THE RECORDS:
= = =

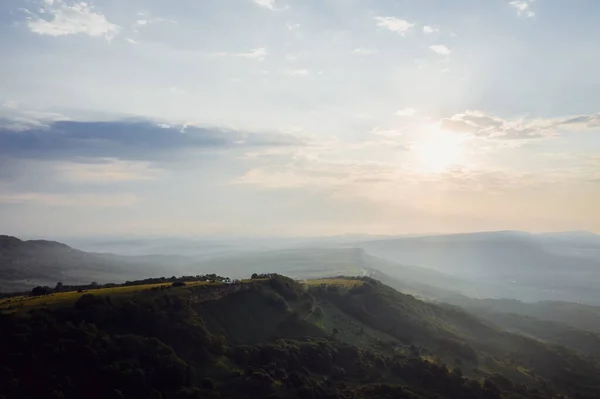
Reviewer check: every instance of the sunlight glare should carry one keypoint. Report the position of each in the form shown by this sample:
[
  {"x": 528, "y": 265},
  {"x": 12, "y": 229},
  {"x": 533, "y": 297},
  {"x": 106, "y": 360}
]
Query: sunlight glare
[{"x": 438, "y": 150}]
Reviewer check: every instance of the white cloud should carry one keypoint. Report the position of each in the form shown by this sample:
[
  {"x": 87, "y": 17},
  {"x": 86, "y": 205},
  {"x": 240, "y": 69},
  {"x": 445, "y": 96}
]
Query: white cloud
[
  {"x": 23, "y": 119},
  {"x": 148, "y": 20},
  {"x": 176, "y": 90},
  {"x": 429, "y": 29},
  {"x": 479, "y": 124},
  {"x": 257, "y": 54},
  {"x": 394, "y": 24},
  {"x": 270, "y": 4},
  {"x": 523, "y": 7},
  {"x": 363, "y": 51},
  {"x": 108, "y": 171},
  {"x": 406, "y": 112},
  {"x": 297, "y": 72},
  {"x": 71, "y": 200},
  {"x": 440, "y": 49},
  {"x": 56, "y": 18}
]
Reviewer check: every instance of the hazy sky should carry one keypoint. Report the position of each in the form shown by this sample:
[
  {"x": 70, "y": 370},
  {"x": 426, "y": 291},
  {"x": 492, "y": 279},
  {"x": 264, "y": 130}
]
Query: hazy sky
[{"x": 298, "y": 117}]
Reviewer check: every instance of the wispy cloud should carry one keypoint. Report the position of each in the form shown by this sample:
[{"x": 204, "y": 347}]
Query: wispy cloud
[
  {"x": 441, "y": 49},
  {"x": 57, "y": 18},
  {"x": 106, "y": 171},
  {"x": 363, "y": 51},
  {"x": 132, "y": 140},
  {"x": 70, "y": 200},
  {"x": 523, "y": 7},
  {"x": 270, "y": 4},
  {"x": 297, "y": 72},
  {"x": 479, "y": 124},
  {"x": 406, "y": 112},
  {"x": 394, "y": 24},
  {"x": 428, "y": 29},
  {"x": 258, "y": 54}
]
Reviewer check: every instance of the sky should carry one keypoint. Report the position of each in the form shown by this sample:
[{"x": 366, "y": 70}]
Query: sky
[{"x": 298, "y": 117}]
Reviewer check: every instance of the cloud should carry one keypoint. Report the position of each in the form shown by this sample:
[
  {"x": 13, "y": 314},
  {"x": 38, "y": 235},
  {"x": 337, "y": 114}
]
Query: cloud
[
  {"x": 270, "y": 4},
  {"x": 363, "y": 51},
  {"x": 57, "y": 18},
  {"x": 177, "y": 90},
  {"x": 427, "y": 29},
  {"x": 440, "y": 49},
  {"x": 394, "y": 24},
  {"x": 258, "y": 54},
  {"x": 482, "y": 125},
  {"x": 106, "y": 170},
  {"x": 523, "y": 7},
  {"x": 130, "y": 139},
  {"x": 405, "y": 112},
  {"x": 14, "y": 117},
  {"x": 147, "y": 20},
  {"x": 581, "y": 122},
  {"x": 297, "y": 72},
  {"x": 71, "y": 200}
]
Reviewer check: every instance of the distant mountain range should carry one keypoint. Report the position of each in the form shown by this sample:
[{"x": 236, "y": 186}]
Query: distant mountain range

= = =

Print every record above exactly as written, leaving out the pictures.

Reviewer check: every instance of the sunlight glare should carry one keypoint. Report the position of each in the form shown by this sample:
[
  {"x": 528, "y": 265},
  {"x": 12, "y": 229},
  {"x": 533, "y": 297},
  {"x": 106, "y": 360}
]
Query: sunlight glare
[{"x": 438, "y": 150}]
Reviewer check: every instance of the white cloud should carry one keypoint. Report the position of each in the form shown by this sample:
[
  {"x": 87, "y": 17},
  {"x": 86, "y": 205},
  {"x": 240, "y": 69},
  {"x": 445, "y": 96}
]
Query: white cloud
[
  {"x": 23, "y": 119},
  {"x": 148, "y": 20},
  {"x": 176, "y": 90},
  {"x": 429, "y": 29},
  {"x": 479, "y": 124},
  {"x": 257, "y": 54},
  {"x": 394, "y": 24},
  {"x": 270, "y": 4},
  {"x": 523, "y": 7},
  {"x": 363, "y": 51},
  {"x": 108, "y": 171},
  {"x": 406, "y": 112},
  {"x": 297, "y": 72},
  {"x": 71, "y": 200},
  {"x": 440, "y": 49},
  {"x": 56, "y": 18}
]
Reviewer check: every instance of the hazy sky should carry one keypoint. Report the position of each in the form shown by this sample:
[
  {"x": 70, "y": 370},
  {"x": 426, "y": 291},
  {"x": 492, "y": 279},
  {"x": 264, "y": 130}
]
Query: hazy sky
[{"x": 298, "y": 117}]
Reviewer check: every instance of the wispy cloud should carry one keypoint. Report the position of each in the form shown by this sample:
[{"x": 204, "y": 347}]
Query: wispy cloud
[
  {"x": 441, "y": 49},
  {"x": 57, "y": 18},
  {"x": 106, "y": 171},
  {"x": 363, "y": 51},
  {"x": 132, "y": 140},
  {"x": 70, "y": 200},
  {"x": 523, "y": 7},
  {"x": 270, "y": 4},
  {"x": 297, "y": 72},
  {"x": 479, "y": 124},
  {"x": 406, "y": 112},
  {"x": 394, "y": 24},
  {"x": 428, "y": 29},
  {"x": 258, "y": 54}
]
Reviewer check: every instance of the sky should carry one keypoint. Report the position of each in the form shown by this sample:
[{"x": 366, "y": 70}]
Query: sky
[{"x": 298, "y": 117}]
Reviewer check: every instance of the cloud should carry one keypoint. Report the position of each in the form shown by this sample:
[
  {"x": 13, "y": 314},
  {"x": 38, "y": 235},
  {"x": 337, "y": 114}
]
Query: cloud
[
  {"x": 270, "y": 4},
  {"x": 363, "y": 51},
  {"x": 57, "y": 18},
  {"x": 177, "y": 90},
  {"x": 427, "y": 29},
  {"x": 440, "y": 49},
  {"x": 394, "y": 24},
  {"x": 258, "y": 54},
  {"x": 482, "y": 125},
  {"x": 106, "y": 170},
  {"x": 523, "y": 7},
  {"x": 130, "y": 139},
  {"x": 405, "y": 112},
  {"x": 14, "y": 117},
  {"x": 147, "y": 20},
  {"x": 581, "y": 122},
  {"x": 297, "y": 72},
  {"x": 71, "y": 200}
]
Reviewer check: every instance of the distant mountain range should carry one keypoint. Report the position of each in the form shown by this sample:
[{"x": 236, "y": 186}]
Query: distant mountain range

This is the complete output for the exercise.